**TASK INPUTS:**
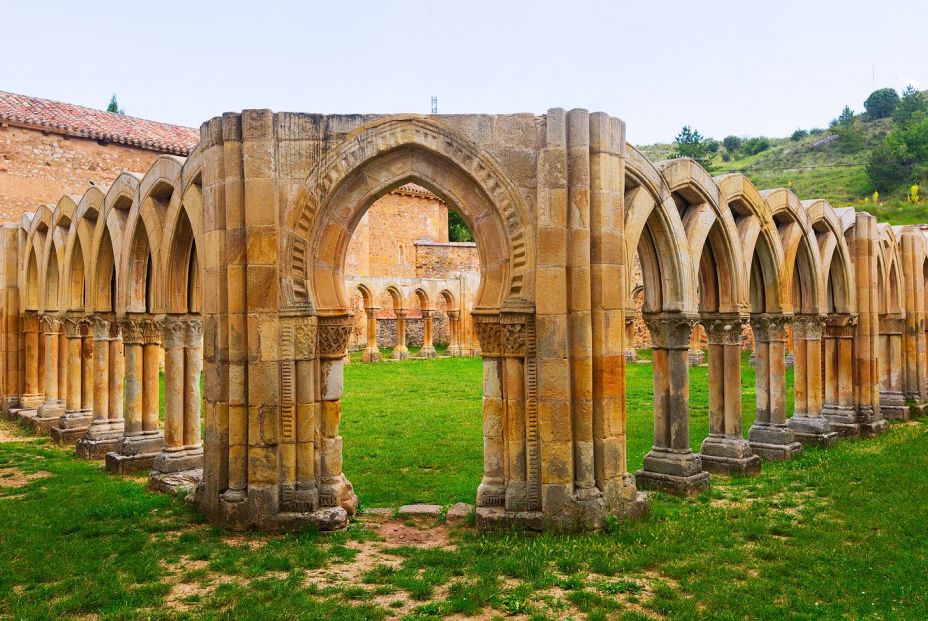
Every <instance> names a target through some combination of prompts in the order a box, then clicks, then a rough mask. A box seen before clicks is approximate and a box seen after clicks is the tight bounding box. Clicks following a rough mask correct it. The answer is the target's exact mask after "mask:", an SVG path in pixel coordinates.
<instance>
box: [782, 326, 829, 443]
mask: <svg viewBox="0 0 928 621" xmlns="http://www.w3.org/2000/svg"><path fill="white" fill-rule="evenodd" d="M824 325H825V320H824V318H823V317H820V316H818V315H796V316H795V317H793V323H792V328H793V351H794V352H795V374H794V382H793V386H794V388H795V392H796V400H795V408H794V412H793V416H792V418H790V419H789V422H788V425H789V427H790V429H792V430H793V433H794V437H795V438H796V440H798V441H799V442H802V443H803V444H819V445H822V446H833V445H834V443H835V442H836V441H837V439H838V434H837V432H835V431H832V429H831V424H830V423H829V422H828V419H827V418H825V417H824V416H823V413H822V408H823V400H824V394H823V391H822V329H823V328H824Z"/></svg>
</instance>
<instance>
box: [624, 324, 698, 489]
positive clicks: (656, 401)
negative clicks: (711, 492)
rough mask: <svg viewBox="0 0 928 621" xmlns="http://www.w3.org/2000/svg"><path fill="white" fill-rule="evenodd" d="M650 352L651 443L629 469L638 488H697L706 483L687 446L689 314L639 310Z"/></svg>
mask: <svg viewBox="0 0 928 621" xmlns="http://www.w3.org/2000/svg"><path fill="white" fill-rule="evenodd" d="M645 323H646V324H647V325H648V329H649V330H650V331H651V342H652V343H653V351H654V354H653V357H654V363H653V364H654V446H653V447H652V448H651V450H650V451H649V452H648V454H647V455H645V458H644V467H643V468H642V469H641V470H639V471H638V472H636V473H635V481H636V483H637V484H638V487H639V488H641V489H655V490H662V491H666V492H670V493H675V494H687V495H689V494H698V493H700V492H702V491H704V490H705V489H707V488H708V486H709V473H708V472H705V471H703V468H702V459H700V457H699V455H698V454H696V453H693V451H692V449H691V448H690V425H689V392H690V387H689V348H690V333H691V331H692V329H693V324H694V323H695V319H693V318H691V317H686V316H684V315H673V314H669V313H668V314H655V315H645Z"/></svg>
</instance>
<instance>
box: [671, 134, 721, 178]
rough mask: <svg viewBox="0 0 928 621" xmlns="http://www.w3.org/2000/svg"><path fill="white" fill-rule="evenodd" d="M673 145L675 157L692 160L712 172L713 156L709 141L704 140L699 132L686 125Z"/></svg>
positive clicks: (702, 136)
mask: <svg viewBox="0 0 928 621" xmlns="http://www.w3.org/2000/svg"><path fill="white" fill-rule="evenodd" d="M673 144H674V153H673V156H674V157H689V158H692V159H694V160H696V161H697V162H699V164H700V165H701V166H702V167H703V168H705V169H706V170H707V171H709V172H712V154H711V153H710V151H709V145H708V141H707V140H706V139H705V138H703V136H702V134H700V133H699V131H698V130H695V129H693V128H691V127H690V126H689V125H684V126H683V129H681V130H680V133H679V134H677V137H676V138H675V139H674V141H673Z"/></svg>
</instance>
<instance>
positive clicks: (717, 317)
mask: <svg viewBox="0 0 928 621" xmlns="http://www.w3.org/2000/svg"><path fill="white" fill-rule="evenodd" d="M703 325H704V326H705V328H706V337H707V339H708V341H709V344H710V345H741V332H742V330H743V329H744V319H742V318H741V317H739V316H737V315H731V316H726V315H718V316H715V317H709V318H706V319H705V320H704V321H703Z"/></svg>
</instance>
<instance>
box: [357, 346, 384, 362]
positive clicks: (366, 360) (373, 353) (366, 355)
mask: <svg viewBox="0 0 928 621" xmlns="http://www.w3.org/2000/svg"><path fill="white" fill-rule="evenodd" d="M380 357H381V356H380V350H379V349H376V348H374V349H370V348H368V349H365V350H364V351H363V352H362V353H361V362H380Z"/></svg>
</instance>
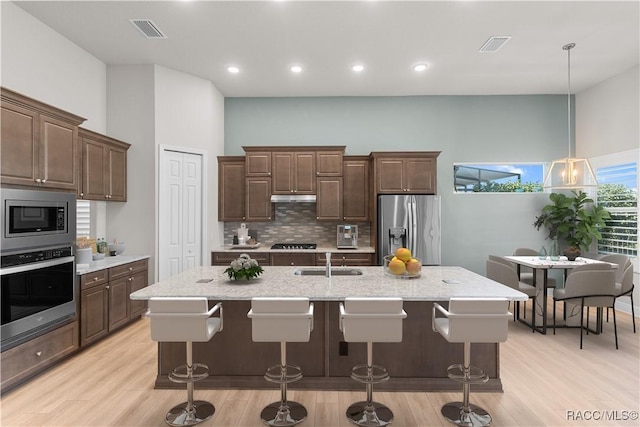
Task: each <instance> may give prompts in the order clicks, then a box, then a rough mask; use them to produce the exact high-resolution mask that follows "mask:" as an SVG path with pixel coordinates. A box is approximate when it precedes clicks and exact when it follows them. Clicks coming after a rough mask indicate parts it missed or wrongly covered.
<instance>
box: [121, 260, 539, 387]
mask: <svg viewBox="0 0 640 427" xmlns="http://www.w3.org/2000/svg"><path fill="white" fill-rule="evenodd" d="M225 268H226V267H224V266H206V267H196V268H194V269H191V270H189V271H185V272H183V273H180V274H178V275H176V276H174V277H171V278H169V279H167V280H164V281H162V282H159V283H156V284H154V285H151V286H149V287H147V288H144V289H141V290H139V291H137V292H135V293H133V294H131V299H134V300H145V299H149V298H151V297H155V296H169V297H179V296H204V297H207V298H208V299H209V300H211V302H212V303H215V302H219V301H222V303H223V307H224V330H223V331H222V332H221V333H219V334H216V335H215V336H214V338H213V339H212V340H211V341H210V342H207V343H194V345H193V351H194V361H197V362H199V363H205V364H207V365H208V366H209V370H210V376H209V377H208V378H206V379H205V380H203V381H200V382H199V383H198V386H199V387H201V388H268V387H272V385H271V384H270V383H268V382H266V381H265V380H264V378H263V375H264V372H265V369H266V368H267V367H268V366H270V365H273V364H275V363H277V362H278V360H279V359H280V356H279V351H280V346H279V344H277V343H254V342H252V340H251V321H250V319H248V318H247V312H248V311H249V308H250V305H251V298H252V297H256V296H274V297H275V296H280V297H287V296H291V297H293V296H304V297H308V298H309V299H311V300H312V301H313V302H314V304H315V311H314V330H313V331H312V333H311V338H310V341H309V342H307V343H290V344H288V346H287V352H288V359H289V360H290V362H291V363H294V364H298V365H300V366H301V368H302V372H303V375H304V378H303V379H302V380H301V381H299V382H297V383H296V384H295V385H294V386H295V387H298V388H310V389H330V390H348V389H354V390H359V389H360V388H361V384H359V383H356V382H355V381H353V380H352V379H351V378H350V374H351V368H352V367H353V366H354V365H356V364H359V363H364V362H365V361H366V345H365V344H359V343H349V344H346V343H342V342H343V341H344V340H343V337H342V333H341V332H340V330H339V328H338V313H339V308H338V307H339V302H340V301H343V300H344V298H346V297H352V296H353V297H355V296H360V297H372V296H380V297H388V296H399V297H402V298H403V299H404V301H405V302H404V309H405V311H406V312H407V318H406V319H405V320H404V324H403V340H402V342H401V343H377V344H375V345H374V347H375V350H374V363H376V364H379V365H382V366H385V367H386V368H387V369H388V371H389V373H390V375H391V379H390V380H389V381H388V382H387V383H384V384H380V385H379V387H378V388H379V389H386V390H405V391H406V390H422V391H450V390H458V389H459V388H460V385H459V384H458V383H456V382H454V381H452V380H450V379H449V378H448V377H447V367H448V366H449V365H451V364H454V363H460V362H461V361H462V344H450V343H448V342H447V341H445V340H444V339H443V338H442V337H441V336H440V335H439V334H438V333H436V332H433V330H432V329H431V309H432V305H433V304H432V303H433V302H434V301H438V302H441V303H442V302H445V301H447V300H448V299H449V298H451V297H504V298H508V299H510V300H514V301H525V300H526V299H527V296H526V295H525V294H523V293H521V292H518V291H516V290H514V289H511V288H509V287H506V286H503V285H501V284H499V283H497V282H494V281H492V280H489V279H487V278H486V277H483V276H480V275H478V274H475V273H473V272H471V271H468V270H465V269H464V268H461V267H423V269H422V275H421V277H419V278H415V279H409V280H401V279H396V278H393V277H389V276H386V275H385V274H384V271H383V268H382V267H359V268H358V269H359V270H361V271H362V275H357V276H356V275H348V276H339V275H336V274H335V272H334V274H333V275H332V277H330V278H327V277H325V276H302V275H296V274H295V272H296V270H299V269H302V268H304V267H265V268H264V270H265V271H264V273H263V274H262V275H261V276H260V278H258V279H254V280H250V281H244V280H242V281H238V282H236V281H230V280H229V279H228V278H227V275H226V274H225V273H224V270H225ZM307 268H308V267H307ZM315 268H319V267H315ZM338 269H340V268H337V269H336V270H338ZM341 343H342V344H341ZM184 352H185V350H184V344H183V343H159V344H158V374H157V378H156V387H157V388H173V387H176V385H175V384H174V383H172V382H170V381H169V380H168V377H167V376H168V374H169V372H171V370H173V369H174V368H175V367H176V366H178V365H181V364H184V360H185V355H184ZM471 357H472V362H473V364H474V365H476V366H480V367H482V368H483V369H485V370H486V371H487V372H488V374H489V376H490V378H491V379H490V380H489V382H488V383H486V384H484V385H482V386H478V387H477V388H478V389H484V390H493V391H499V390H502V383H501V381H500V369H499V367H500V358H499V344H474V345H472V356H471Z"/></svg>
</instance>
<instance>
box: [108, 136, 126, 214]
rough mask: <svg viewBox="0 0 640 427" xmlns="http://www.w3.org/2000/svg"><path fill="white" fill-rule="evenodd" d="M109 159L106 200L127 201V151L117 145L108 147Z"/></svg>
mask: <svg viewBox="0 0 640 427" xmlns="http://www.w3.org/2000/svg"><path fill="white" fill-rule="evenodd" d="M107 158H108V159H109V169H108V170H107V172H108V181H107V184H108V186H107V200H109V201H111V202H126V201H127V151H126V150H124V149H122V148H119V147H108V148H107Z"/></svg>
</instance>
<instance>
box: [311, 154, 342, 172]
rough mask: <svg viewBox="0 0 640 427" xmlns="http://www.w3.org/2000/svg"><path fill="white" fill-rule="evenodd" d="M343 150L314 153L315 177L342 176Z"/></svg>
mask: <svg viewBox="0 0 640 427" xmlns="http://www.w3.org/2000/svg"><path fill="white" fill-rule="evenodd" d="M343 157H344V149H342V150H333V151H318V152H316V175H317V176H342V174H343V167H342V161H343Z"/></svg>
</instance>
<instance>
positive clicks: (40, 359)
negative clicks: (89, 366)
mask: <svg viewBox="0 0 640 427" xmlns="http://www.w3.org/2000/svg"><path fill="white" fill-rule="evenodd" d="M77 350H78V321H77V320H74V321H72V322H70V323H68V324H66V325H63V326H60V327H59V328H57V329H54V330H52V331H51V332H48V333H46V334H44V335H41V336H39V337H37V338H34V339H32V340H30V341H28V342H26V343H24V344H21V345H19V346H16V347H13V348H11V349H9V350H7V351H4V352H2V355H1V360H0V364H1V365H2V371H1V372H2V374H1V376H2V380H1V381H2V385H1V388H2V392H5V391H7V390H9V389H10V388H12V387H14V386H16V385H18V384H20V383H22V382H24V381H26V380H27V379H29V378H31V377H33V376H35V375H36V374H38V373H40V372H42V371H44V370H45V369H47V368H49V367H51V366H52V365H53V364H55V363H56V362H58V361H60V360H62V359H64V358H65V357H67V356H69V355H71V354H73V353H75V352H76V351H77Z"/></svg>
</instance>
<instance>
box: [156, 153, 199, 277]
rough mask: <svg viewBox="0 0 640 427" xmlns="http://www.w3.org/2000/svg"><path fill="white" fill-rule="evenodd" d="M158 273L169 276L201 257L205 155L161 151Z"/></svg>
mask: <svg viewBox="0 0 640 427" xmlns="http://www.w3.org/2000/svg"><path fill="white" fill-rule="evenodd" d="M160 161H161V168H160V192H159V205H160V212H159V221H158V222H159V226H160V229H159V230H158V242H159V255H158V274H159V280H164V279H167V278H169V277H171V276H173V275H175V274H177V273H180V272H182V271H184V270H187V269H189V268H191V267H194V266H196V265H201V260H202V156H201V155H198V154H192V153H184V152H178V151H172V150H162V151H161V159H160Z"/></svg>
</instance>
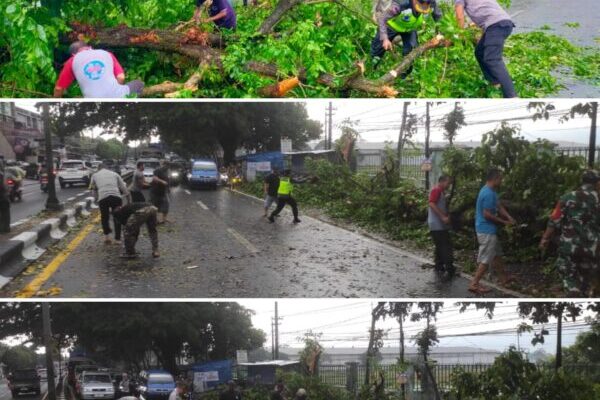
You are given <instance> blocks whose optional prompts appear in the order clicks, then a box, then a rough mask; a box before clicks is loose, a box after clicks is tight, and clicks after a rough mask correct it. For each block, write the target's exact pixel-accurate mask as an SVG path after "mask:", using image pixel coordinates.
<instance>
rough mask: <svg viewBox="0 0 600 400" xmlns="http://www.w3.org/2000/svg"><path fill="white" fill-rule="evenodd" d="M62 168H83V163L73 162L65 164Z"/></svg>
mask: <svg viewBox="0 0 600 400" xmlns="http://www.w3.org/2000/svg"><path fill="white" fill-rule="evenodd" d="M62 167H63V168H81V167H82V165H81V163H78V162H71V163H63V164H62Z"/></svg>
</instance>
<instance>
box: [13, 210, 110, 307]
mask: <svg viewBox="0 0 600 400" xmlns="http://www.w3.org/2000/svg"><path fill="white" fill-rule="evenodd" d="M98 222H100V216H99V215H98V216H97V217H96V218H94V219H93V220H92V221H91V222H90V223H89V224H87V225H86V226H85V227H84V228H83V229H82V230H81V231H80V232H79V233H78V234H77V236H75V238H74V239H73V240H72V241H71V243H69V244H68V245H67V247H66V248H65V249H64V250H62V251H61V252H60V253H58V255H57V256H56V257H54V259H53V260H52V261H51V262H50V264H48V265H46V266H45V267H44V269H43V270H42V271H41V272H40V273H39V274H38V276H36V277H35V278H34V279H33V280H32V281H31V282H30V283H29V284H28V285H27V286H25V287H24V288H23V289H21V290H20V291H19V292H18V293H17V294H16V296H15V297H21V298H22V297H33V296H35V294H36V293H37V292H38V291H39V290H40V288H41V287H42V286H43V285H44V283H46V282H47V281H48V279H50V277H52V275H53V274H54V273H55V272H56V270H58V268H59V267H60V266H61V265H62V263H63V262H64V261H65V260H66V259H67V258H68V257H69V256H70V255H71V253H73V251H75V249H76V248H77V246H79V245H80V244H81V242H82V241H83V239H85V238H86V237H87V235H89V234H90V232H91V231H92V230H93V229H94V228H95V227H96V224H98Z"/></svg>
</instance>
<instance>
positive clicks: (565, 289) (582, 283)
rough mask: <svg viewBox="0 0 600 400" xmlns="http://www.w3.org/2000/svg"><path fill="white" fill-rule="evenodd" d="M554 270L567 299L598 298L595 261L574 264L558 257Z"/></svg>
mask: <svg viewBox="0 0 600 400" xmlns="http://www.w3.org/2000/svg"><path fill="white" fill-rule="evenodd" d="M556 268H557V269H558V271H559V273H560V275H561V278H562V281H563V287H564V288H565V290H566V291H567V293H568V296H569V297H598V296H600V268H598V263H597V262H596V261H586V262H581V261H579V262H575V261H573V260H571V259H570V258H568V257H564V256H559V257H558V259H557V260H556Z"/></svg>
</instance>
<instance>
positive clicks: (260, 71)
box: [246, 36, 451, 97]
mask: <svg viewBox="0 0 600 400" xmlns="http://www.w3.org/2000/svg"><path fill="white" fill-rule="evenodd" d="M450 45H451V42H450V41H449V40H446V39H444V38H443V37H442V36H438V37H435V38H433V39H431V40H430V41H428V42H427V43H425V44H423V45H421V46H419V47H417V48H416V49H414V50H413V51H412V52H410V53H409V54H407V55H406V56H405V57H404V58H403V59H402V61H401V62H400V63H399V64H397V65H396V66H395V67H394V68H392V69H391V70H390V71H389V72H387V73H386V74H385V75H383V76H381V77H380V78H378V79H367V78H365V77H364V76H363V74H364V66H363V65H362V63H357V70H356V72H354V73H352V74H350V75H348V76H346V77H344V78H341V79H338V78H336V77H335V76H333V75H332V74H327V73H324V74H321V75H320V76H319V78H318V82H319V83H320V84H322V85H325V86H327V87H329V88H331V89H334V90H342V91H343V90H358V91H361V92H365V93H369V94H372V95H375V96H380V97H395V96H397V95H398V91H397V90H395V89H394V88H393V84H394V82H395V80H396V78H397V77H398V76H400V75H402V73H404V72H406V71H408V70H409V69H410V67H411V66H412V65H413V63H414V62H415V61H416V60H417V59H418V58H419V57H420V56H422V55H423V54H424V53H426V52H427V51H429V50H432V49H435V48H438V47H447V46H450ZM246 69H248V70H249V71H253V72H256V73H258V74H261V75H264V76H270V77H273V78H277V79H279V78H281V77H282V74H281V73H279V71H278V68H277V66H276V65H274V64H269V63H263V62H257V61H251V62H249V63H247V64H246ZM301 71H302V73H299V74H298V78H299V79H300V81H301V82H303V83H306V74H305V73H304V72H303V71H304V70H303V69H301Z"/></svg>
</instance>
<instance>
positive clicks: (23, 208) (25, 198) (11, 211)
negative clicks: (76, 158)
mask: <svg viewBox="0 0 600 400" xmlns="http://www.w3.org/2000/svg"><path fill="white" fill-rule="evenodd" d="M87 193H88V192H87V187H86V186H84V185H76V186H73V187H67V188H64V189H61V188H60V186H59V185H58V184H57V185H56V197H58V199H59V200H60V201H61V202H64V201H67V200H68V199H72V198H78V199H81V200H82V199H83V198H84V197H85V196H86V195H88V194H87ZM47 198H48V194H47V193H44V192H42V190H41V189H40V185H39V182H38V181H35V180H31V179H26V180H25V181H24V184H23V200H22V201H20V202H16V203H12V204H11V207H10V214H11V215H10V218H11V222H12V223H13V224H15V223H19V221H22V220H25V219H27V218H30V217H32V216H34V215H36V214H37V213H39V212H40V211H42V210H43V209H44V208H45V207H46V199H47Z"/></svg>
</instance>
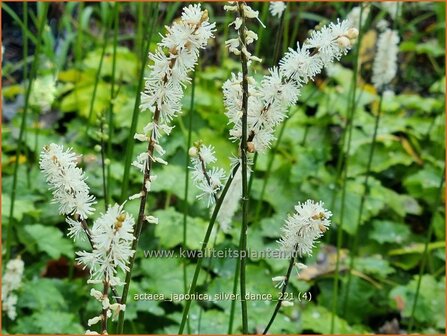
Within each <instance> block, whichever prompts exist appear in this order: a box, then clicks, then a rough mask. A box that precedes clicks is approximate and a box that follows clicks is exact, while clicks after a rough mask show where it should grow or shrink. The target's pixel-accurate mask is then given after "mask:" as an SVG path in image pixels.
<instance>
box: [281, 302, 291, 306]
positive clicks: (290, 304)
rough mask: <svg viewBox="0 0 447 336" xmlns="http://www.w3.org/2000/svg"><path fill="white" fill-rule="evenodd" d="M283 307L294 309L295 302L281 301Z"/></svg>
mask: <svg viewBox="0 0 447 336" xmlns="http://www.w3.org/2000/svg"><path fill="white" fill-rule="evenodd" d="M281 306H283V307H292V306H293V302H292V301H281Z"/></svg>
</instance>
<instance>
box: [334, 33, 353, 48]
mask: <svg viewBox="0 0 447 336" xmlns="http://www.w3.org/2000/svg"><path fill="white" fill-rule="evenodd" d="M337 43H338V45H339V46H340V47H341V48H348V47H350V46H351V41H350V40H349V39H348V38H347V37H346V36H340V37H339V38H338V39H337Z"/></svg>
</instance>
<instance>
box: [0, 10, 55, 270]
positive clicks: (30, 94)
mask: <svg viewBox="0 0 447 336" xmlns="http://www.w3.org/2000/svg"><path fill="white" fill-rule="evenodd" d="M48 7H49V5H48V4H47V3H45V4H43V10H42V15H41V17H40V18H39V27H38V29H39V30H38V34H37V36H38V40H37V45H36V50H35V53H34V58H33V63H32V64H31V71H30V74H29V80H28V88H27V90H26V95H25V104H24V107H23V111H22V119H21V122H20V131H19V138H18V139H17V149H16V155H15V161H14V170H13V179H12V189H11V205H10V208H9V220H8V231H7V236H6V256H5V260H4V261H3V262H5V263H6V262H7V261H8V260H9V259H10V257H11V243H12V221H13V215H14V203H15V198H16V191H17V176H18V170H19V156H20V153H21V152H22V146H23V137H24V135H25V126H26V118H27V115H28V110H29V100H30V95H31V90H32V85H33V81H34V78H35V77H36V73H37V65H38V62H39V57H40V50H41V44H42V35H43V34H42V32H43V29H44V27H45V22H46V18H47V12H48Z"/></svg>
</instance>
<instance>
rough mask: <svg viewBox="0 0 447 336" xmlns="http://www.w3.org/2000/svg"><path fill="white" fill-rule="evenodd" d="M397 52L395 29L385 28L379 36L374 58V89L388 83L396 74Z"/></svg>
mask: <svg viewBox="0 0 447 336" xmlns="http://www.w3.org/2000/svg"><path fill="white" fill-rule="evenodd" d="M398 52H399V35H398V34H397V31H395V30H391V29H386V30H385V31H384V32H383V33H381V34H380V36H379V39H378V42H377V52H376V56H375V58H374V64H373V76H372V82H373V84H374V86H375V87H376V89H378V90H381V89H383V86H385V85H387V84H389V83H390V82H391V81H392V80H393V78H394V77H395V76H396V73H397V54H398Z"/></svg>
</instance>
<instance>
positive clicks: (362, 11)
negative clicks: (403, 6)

**WORK TO BE COMPLETED:** For this task, write out exactly the lines of the entries above, starting at the line with "positive clicks: (565, 289) (582, 283)" and ending at the line with "positive clicks: (260, 71)", both included, and no others.

**RESULT:**
positive clicks: (565, 289) (582, 283)
rough mask: <svg viewBox="0 0 600 400" xmlns="http://www.w3.org/2000/svg"><path fill="white" fill-rule="evenodd" d="M554 270L567 299L598 298L595 261L574 264L558 257Z"/></svg>
mask: <svg viewBox="0 0 600 400" xmlns="http://www.w3.org/2000/svg"><path fill="white" fill-rule="evenodd" d="M556 268H557V269H558V271H559V273H560V275H561V278H562V281H563V287H564V288H565V290H566V291H567V293H568V296H569V297H598V296H600V268H598V263H597V262H596V261H586V262H581V261H579V262H575V261H573V260H571V259H570V258H568V257H564V256H559V257H558V259H557V260H556Z"/></svg>
</instance>
<instance>
positive clicks: (260, 71)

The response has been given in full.